Insite provides a vital service for the most marginalized. From Flickr.

Insite provides a vital service for the most marginalized. From Flickr.

A few days ago, a deadline with potentially enormous consequences passed very quietly. Thank goodness. It was June 30th, the day a court order to save Insite – Canada’s only safe injection site for heroine users – was due to expire. Fortunately the government agreed to extend the exemption and allow the facility to continue operating until the B.C. Court of Appeal renders a decision on Insite’s future in the next couple of months.

But for Insite, this is a reprieve and no salvation. The case the plaintiffs have launched in an effort to save the Vancouver facility is a bold one. They argue Insite’s exemption from anti-drug laws isn’t just a good idea; it’s constitutionally protected by the charter right to life, liberty and security of the person. Shut Insite down, they warn, and drug addicts will die. To make their case, they cite the federal government’s own 2008 report. It found that 87 percent of IV drug users on the downtown east side were infected with Hepatitis C and 17 percent with HIV-AIDS. Nearly 60 percent had had a non-fatal overdose – meaning the next time they might not be so lucky. The government side replies, however, that drug laws are reasonable and necessary given the harmful effects of drug addictions on society overall.

Even if Insite wins the appeal this summer, the Conservatives have vowed to take the case to the Supreme Court. This means months or possibly years of legal purgatory for a place that was supposed to be, of all things, secure. And as the legal battle continues, the Conservative PR machine has already started spinning the line that courts are apolitical bodies with no business interfering in the decisions of popularly elected officials on this controversial issue. Let’s pause for a second and ask, what if they’re right? Ultimately, Insite’s future doesn’t depend on a charter right. It depends on funding. And courts forcing the government to fund services is tricky at best, invasive at worst.

Insite has received widespread admiration from national and international civil rights, medical and law enforcement organizations. It is considered the gold standard in addiction treatment. There has never been a single fatal overdose on Insite’s watch. For a group of drug addicts on Vancouver’s east side, that isn’t an accomplishment. It’s a miracle. Moreover, according to the Conservatives’ own polling, 60 percent of Canadians support safe injection sites. The legal case in favour of keeping Insite open may be close, but the political one shouldn’t be.

As Canadians, we rightly celebrate the role courts have in protecting minorities when no one else wants to. But that shouldn’t stop us from fighting long and hard and loud in the political arena . Whatever the courts decide in the next couple months, let’s hope the public outrage is so resounding that the government has no choice to keep Insite open – if not as a question of justice, as a question of politics.

■ Problem to work on
Copy word for word everything in the Insite article from "Even if Insite" down to "invasive at worst.". The listing after this point is separate material, unrelated to the Insite article.

■ Data extracts

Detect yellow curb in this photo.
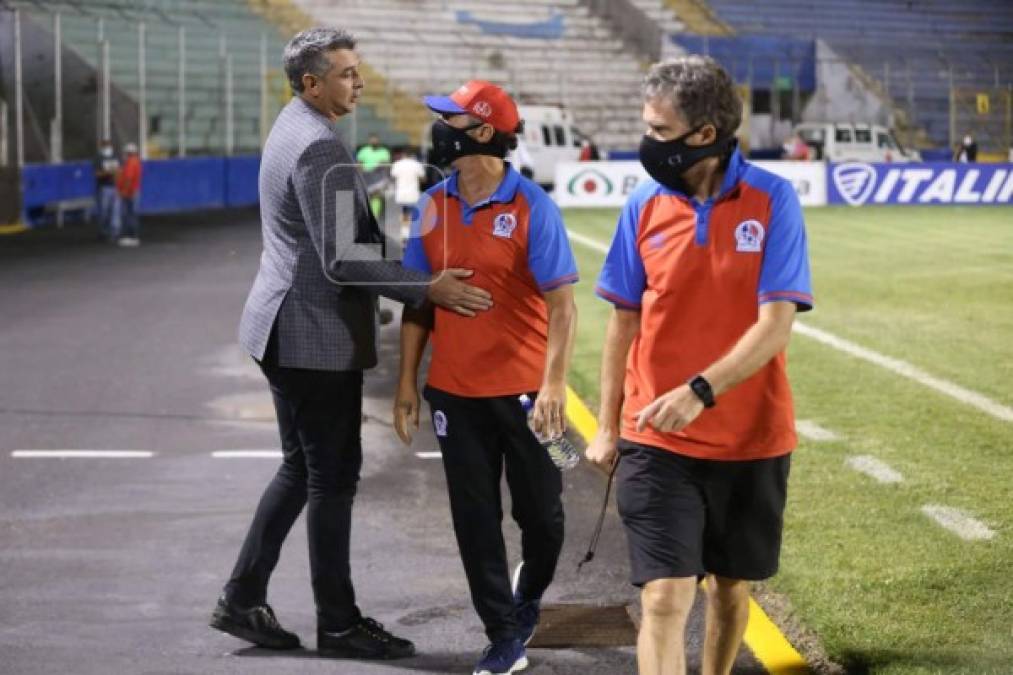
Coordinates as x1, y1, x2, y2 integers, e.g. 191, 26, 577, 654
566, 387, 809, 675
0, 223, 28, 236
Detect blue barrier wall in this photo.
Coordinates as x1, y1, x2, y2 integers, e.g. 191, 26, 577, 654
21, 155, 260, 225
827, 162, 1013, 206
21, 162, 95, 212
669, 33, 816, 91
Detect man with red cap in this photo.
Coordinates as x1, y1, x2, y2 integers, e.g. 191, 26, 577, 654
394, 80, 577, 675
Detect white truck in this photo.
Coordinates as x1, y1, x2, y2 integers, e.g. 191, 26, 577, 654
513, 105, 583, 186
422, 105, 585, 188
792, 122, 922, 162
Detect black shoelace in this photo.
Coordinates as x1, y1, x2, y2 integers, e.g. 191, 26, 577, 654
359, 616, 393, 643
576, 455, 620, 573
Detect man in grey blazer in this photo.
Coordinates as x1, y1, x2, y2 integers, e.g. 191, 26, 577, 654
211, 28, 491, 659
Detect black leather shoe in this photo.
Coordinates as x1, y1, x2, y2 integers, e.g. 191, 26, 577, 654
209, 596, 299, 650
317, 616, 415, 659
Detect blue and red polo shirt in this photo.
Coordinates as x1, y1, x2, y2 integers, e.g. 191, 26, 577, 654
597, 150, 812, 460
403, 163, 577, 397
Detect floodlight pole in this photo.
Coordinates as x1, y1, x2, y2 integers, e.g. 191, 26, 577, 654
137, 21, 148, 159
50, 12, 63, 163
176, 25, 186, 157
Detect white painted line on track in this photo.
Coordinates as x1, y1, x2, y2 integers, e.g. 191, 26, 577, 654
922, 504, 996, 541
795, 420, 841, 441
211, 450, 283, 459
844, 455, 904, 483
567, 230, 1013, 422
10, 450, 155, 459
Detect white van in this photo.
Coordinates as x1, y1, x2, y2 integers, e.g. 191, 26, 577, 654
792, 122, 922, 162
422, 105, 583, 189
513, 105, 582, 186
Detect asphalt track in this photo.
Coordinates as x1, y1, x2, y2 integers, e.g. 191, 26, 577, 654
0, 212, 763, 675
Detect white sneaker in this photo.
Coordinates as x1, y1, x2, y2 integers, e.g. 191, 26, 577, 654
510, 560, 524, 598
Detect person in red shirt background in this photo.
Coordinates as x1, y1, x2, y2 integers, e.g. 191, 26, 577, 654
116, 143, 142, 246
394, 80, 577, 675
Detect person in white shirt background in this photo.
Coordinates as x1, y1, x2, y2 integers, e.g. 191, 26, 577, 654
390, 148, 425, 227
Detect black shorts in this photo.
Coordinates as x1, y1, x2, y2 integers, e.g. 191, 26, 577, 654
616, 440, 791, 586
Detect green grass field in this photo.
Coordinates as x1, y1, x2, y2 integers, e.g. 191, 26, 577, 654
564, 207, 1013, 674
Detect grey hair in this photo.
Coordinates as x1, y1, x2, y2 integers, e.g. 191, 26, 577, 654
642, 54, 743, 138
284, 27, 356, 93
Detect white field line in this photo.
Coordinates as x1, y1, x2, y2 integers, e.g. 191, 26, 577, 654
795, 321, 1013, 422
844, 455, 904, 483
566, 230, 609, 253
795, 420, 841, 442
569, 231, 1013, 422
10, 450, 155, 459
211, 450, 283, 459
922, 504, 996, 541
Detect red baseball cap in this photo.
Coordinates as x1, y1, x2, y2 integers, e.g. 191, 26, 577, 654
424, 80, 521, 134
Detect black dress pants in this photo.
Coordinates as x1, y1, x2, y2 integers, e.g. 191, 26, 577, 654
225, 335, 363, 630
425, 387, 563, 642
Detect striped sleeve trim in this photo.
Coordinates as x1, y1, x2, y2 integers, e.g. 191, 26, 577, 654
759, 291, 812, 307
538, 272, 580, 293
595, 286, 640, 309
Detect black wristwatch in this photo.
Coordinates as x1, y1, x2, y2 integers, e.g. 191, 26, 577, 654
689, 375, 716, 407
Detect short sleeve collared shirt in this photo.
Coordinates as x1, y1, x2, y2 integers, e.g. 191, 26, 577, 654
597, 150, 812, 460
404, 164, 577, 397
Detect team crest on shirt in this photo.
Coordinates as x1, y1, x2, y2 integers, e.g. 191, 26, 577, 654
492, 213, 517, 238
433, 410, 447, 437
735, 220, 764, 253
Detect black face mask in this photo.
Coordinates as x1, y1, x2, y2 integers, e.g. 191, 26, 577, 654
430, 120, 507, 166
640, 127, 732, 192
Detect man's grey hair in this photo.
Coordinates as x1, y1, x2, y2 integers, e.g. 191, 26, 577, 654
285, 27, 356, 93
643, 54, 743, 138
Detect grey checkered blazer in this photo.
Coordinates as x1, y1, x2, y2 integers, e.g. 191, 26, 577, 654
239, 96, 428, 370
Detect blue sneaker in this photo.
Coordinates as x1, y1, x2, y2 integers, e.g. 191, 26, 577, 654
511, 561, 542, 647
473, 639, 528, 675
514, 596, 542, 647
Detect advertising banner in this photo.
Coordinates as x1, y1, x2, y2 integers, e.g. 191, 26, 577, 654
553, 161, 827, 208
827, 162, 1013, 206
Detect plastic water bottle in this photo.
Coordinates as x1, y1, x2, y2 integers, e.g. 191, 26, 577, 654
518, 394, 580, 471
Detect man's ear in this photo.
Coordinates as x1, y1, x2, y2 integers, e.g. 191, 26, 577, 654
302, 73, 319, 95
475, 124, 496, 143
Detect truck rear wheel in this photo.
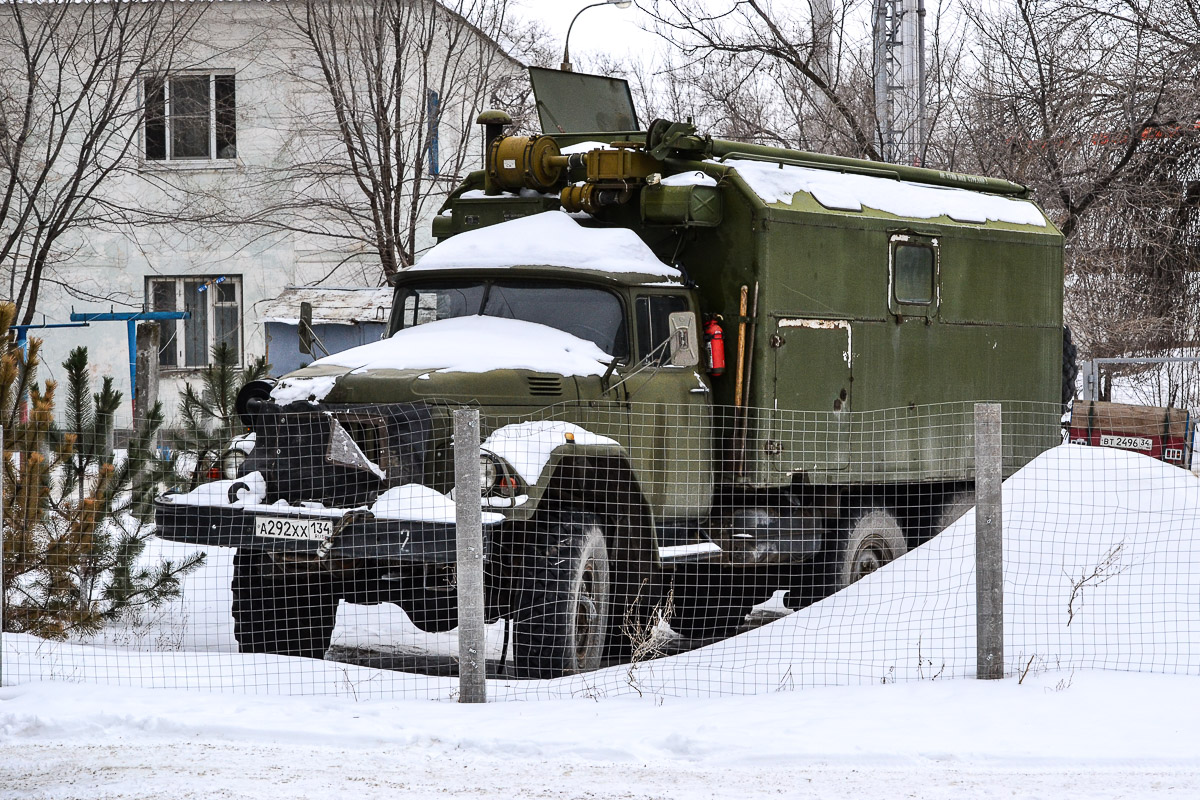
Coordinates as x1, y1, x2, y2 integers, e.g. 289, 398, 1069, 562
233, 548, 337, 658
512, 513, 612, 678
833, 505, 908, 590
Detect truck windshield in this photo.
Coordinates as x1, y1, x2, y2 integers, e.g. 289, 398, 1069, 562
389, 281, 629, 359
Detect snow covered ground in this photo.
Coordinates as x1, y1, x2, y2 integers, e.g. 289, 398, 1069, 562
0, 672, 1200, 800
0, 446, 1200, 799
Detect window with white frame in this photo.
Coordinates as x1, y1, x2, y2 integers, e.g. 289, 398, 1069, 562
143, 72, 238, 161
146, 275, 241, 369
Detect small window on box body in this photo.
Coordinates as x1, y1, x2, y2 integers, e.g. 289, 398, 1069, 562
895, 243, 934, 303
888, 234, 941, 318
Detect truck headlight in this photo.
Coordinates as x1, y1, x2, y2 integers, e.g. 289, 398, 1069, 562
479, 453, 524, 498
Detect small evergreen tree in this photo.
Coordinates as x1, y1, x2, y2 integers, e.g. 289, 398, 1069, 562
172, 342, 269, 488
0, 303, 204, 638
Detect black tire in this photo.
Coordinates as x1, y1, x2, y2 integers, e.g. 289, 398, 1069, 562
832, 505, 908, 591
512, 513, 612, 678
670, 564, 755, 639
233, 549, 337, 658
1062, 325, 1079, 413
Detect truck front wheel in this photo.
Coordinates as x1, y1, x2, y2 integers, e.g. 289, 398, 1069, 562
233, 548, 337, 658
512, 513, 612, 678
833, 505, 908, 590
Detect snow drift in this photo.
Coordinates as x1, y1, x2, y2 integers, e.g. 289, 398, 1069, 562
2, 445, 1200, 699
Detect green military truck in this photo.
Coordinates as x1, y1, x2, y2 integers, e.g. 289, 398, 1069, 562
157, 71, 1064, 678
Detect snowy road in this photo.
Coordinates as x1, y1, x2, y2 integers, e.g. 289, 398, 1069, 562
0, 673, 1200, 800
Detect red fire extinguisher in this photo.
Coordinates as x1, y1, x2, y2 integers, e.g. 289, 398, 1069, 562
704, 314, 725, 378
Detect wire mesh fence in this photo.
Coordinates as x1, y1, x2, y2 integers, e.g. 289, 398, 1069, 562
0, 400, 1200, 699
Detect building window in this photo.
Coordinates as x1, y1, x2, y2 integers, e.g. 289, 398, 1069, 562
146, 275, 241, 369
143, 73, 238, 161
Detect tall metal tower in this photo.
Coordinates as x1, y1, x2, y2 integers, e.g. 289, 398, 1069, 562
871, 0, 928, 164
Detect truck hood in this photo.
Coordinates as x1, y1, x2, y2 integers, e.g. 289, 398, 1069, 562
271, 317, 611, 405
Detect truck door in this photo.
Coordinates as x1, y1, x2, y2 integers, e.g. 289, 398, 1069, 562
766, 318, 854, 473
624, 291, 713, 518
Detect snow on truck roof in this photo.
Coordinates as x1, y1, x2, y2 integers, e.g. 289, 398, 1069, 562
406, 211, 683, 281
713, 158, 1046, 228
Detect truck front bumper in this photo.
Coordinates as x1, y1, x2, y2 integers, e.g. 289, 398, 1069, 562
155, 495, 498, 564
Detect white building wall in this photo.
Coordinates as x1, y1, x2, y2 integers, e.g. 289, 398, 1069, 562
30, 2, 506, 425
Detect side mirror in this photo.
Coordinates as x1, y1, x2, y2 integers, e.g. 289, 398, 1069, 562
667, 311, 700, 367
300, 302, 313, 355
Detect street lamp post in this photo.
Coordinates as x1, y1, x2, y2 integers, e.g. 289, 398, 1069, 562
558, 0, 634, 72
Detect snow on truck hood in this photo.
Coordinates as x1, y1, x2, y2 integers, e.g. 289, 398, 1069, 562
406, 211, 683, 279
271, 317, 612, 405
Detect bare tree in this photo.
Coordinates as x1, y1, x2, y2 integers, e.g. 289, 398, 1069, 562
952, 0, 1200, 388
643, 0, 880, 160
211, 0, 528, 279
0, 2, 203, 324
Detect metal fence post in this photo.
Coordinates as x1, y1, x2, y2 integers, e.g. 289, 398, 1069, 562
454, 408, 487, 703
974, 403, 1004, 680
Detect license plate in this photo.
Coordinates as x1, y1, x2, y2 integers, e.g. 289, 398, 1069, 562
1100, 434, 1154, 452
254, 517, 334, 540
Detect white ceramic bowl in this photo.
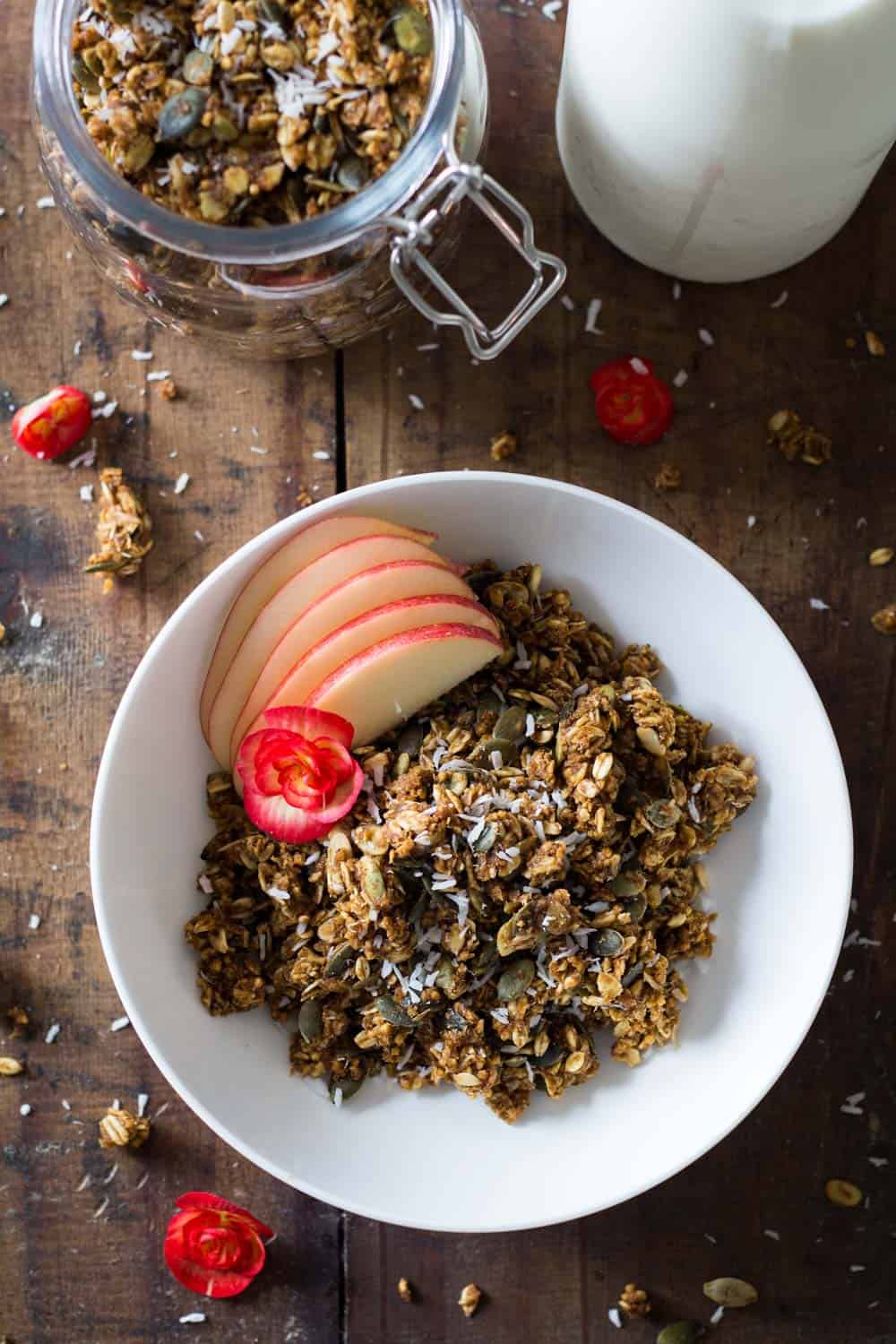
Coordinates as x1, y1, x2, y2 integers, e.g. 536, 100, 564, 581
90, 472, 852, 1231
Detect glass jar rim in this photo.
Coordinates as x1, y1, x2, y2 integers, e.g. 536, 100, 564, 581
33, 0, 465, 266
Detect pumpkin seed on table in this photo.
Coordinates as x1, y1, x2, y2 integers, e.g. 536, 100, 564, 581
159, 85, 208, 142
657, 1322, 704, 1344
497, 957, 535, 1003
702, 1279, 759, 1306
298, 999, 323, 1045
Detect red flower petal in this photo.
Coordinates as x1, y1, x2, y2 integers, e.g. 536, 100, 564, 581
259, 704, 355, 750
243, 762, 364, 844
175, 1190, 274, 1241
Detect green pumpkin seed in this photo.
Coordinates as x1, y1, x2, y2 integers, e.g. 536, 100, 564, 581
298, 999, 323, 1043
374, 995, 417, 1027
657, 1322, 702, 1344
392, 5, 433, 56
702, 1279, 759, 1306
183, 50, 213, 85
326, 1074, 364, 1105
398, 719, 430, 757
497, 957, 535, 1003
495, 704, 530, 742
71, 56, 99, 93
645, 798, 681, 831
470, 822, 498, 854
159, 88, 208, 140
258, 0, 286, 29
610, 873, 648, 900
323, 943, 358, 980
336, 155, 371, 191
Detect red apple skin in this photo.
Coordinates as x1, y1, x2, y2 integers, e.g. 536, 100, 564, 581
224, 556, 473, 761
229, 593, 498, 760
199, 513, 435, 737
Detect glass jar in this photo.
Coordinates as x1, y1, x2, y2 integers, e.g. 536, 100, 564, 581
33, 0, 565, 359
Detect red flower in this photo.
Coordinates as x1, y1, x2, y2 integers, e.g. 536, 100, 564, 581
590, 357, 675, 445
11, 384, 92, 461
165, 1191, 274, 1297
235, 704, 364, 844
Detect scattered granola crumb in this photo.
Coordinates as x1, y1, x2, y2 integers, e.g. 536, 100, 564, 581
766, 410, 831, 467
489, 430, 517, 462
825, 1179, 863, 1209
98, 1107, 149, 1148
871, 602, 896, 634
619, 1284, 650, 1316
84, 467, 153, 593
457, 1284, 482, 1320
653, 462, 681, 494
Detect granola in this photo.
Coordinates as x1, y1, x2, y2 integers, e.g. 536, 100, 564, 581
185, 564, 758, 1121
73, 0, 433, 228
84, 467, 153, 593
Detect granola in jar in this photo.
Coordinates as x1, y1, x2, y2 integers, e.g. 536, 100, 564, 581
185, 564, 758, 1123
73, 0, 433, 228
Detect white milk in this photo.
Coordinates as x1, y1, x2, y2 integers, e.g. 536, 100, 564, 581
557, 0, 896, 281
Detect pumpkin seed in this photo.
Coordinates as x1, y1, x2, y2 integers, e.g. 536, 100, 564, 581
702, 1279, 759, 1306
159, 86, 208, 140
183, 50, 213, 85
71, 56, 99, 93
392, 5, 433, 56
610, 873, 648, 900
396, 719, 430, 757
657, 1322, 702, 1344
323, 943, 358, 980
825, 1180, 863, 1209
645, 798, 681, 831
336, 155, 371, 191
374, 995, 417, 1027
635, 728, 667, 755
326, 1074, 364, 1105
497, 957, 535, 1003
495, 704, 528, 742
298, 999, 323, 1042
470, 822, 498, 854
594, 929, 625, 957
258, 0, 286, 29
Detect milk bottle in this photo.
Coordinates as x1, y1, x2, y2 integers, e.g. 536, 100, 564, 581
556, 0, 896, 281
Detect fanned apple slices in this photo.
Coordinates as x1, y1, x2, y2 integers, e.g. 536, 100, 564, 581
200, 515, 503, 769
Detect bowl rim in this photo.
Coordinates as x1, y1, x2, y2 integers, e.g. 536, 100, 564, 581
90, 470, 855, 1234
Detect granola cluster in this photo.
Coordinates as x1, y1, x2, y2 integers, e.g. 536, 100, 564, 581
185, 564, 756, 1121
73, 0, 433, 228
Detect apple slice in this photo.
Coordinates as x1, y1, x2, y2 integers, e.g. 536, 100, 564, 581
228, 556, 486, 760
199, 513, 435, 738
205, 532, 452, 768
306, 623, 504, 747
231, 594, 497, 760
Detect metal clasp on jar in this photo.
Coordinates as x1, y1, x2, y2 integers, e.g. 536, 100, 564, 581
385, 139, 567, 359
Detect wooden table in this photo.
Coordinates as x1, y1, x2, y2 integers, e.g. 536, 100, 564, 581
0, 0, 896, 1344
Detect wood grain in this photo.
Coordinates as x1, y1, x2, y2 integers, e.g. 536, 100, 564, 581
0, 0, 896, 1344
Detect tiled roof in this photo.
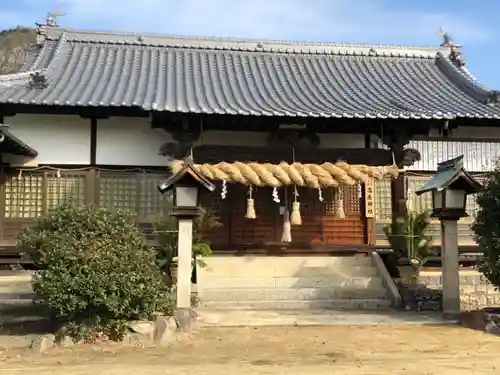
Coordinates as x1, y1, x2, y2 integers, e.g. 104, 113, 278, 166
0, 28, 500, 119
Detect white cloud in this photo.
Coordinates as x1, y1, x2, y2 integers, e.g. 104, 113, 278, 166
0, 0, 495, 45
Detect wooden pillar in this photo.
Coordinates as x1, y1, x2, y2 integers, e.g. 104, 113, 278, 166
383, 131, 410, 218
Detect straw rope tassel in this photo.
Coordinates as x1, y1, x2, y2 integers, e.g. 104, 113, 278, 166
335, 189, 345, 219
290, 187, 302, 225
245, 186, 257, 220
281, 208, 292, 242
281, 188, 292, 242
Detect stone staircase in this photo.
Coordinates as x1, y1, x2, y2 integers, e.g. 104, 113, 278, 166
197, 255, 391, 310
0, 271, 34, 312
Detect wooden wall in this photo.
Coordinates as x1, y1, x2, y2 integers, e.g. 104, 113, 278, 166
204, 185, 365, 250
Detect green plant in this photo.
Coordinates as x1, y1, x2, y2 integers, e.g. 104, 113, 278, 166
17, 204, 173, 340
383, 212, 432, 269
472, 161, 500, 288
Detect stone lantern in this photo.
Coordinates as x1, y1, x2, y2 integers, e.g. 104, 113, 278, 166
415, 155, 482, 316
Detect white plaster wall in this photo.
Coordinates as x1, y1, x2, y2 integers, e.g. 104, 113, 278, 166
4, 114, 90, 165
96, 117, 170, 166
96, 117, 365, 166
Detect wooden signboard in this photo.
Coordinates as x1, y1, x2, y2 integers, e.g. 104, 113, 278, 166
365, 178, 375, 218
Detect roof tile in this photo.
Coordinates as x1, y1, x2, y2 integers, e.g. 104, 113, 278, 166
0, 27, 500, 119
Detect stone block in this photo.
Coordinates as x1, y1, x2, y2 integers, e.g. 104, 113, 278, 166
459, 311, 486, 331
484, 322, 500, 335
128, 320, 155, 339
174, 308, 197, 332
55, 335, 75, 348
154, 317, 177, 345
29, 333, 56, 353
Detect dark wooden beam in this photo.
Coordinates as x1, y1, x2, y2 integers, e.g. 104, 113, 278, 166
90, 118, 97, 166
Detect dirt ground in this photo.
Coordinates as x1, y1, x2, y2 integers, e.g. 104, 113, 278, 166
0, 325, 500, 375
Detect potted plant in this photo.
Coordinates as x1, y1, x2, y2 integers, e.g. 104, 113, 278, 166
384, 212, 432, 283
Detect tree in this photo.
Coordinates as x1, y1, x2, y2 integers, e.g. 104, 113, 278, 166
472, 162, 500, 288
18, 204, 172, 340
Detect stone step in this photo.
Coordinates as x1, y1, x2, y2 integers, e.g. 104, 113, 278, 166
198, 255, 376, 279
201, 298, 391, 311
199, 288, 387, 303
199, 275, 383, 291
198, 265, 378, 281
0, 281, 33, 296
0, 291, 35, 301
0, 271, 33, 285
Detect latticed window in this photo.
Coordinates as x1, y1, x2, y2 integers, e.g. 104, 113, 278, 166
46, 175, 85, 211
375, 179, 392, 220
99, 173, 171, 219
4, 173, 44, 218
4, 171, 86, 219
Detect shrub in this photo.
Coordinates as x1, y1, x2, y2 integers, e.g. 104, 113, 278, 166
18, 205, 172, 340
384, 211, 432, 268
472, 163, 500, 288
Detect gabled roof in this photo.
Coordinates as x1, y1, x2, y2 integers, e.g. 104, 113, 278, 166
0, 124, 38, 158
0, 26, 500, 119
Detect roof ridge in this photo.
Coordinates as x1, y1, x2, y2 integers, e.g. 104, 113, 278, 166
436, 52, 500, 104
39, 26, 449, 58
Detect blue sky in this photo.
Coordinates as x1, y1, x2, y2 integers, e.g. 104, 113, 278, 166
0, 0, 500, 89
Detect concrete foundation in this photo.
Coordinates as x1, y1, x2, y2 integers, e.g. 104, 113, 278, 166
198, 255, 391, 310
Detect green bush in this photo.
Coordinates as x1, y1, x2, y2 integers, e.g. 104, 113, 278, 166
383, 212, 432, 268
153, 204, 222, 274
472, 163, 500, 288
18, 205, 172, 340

■ Output of the task
Even if Insite wins the appeal this summer, the Conservatives have vowed to take the case to the Supreme Court. This means months or possibly years of legal purgatory for a place that was supposed to be, of all things, secure. And as the legal battle continues, the Conservative PR machine has already started spinning the line that courts are apolitical bodies with no business interfering in the decisions of popularly elected officials on this controversial issue. Let’s pause for a second and ask, what if they’re right? Ultimately, Insite’s future doesn’t depend on a charter right. It depends on funding. And courts forcing the government to fund services is tricky at best, invasive at worst.